■ **Work item**
Decide whether each statement agrees with the text on the Big Bad Wolf below, answering yes or no and quoting the deciding words from the text. (a) Saint Margaret emerges unharmed from the belly of a whale. (b) Loki explains Thor's eyes, eating, and drinking as Freyja's longing for the wedding. (c) Valerius Geist held that the fables came from ignorant superstition.

■ **Extract**
[Start of Attachment]

Big Bad

Big Bad Wolf

The Big Bad Wolf is a term used to describe a fictional wolf who appears in several precautionary folkloric stories, including some of Aesop's Fables and Grimm's Fairy Tales.


In both Little Red Riding Hood, and The Wolf and the Seven Young Kids, the theme of the ravening wolf and of the creature released unharmed from its belly is reflected in the Russian tale Peter and the Wolf, but its general theme of restoration is at least as old as Jonah and the whale. The Theme also appears in the story of the life of Saint Margaret, where the saint emerges unharmed from the belly of a dragon.

The dialog between the wolf and Little Red Riding Hood has its analogies to the Norse Þrymskviða from the Elder Edda; the giant Þrymr had stolen Mjölner, Thor's hammer, and demanded Freyja as his bride for its return. Instead, the gods dressed Thor as a bride and sent him. When the giants note Thor's unladylike eyes, eating, and drinking, Loki explains them as Freyja not having slept, or eaten, or drunk, out of longing for the wedding.

Folklorists and cultural anthropologists such as P. Saintyves and Edward Burnett Tylor saw Little Red Riding Hood in terms of solar myths and other naturally-occurring cycles, stating that the wolf represents the night swallowing the sun, and the variations in which Little Red Riding Hood is cut out of the wolf's belly represent the dawn. In this interpretation, there is a connection between the wolf of this tale and Skoll or Fenris, the wolf in Norse mythology that will swallow the sun at Ragnarök.

Ethologist Dr. Valerius Geist of the University of Calgary Alberta wrote that fables on the Big Bad Wolf were likely based on very real events and were not a case of ignorant superstition, contrary to what is claimed by some wolf advocates. Little Red Riding Hood, he argues, served as a valid warning to parents and children not to enter wolf infested forests and to be on the look out for such. Wolves were an occasional, but widespread threat at the time of the story's genesis, and the society of the day did what they could to keep the minimising the danger, even though controlling wolves was very costly and rarely successful. Even then it was known that wolves did thrive in wilderness settings, and, consequently, that destroying wilderness by turning it into meadows, cultivated fields, orchards, villages and towns robbed the wolf of living space. Wolves and wilderness were treated both as enemies of humanity in that area and time span.

Folkloric appearances

Aesop's Fables

Grimm's Fairy Tales

The Big Bad Wolf in Popular Culture

In the 20th and 21st centuries, many works of fiction have been created including the Big Bad Wolf as a character, differing slightly from his incarnation in the folk tales. Of note are the incarnations of the wolf inspired by Tex Avery's Red Hot Riding Hood cartoon, and Disney's "Who's Afraid of the Big Bad Wolf?" song.

Several recent interpretations of the Big Bad Wolf show him as being a character with relatively good intentions, mostly considered "Bad" due to a misunderstanding. These include, but are not limited to, appearances in the films Shrek, Hoodwinked, and The 10th Kingdom; and the comic book series Fables.

[End of Attachment]

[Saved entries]

[Start of Attachment]

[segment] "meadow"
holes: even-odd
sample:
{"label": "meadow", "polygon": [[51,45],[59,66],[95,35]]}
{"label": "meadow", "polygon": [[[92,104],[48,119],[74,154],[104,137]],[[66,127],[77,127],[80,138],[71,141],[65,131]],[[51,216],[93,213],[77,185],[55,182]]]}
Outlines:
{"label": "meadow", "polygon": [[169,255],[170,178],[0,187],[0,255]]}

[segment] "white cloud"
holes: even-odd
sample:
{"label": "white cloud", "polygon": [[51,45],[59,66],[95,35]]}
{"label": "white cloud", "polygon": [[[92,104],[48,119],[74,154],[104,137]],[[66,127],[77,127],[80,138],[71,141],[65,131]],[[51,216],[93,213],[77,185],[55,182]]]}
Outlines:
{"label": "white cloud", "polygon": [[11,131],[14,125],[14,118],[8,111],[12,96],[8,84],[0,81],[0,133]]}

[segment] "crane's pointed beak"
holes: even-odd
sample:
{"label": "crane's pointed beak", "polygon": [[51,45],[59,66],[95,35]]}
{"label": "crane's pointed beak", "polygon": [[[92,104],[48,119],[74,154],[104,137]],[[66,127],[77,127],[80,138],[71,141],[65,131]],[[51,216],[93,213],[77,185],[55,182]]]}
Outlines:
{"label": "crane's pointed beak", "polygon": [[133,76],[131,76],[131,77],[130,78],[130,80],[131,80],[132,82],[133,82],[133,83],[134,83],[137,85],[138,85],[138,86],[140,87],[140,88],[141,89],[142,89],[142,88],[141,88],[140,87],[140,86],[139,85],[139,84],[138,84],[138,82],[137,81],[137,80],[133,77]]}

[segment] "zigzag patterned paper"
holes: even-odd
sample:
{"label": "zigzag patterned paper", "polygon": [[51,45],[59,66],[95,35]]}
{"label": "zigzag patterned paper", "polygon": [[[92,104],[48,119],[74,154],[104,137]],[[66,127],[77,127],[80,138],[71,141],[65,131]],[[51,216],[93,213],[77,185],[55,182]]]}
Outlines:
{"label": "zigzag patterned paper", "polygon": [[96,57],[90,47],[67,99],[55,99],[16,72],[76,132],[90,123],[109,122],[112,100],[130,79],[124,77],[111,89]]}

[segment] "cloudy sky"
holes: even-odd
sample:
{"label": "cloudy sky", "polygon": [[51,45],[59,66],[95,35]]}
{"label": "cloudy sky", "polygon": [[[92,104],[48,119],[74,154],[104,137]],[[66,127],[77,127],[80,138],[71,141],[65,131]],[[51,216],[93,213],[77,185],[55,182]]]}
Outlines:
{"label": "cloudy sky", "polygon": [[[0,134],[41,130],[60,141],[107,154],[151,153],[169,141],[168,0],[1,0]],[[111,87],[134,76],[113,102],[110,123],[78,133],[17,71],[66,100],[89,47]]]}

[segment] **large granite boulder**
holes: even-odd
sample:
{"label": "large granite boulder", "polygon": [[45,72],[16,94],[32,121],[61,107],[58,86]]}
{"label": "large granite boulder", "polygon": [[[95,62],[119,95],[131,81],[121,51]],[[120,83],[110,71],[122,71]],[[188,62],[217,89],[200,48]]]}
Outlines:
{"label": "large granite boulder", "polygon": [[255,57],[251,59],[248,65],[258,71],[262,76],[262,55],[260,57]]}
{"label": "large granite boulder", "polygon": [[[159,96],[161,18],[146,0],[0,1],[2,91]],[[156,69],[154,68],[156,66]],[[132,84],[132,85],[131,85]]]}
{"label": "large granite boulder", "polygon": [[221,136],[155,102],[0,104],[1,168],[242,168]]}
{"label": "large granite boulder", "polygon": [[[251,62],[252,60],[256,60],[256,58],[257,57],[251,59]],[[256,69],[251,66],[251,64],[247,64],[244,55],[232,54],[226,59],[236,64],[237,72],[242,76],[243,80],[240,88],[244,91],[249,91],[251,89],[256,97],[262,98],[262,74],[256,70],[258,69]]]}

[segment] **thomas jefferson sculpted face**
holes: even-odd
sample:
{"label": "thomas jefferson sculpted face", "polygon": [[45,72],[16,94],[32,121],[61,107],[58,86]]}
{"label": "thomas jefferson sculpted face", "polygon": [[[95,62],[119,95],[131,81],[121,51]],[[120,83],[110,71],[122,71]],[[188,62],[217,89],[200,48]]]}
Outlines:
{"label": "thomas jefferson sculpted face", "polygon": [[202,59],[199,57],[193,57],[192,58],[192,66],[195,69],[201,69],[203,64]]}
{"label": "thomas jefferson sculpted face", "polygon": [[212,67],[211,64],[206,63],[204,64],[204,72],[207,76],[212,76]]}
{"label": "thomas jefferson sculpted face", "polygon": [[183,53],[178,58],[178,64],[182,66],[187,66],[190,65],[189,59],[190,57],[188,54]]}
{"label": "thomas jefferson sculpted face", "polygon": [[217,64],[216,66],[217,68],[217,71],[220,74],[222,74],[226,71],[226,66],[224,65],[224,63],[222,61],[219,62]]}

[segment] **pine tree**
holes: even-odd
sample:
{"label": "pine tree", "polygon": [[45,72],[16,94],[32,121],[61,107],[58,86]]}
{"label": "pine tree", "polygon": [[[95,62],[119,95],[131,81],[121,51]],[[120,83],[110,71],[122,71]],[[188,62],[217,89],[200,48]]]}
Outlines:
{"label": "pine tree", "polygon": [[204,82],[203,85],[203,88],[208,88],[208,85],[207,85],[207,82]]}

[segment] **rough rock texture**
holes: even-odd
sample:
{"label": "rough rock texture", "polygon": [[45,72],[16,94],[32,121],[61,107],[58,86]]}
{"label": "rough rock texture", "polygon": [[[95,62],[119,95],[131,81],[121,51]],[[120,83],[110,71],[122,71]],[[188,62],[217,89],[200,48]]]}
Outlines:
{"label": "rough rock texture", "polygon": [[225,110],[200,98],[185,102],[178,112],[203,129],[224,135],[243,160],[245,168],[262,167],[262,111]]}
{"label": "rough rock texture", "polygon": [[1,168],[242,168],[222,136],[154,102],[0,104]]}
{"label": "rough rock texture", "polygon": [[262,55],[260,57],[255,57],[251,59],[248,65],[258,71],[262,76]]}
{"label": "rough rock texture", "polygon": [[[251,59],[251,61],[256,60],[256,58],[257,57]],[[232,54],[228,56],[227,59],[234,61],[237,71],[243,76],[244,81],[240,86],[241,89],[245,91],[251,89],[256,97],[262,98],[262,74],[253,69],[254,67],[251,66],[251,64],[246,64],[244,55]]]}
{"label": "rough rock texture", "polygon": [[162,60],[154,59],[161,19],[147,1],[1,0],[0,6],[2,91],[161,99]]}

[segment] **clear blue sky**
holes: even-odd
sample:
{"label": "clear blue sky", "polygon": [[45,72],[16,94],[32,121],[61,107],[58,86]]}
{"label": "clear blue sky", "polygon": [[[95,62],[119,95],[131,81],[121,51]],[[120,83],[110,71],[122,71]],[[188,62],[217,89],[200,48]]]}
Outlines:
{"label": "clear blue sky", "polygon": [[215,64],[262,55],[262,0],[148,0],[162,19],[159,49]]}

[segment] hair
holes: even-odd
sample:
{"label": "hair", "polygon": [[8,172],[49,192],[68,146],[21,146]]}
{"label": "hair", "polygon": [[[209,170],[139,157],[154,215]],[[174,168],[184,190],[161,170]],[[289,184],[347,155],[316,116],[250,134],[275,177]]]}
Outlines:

[End of Attachment]

■ **Completed task**
(a) No: "the saint emerges unharmed from the belly of a dragon."
(b) Yes: "Loki explains them as Freyja not having slept, or eaten, or drunk, out of longing for the wedding."
(c) No: "fables on the Big Bad Wolf were likely based on very real events and were not a case of ignorant superstition"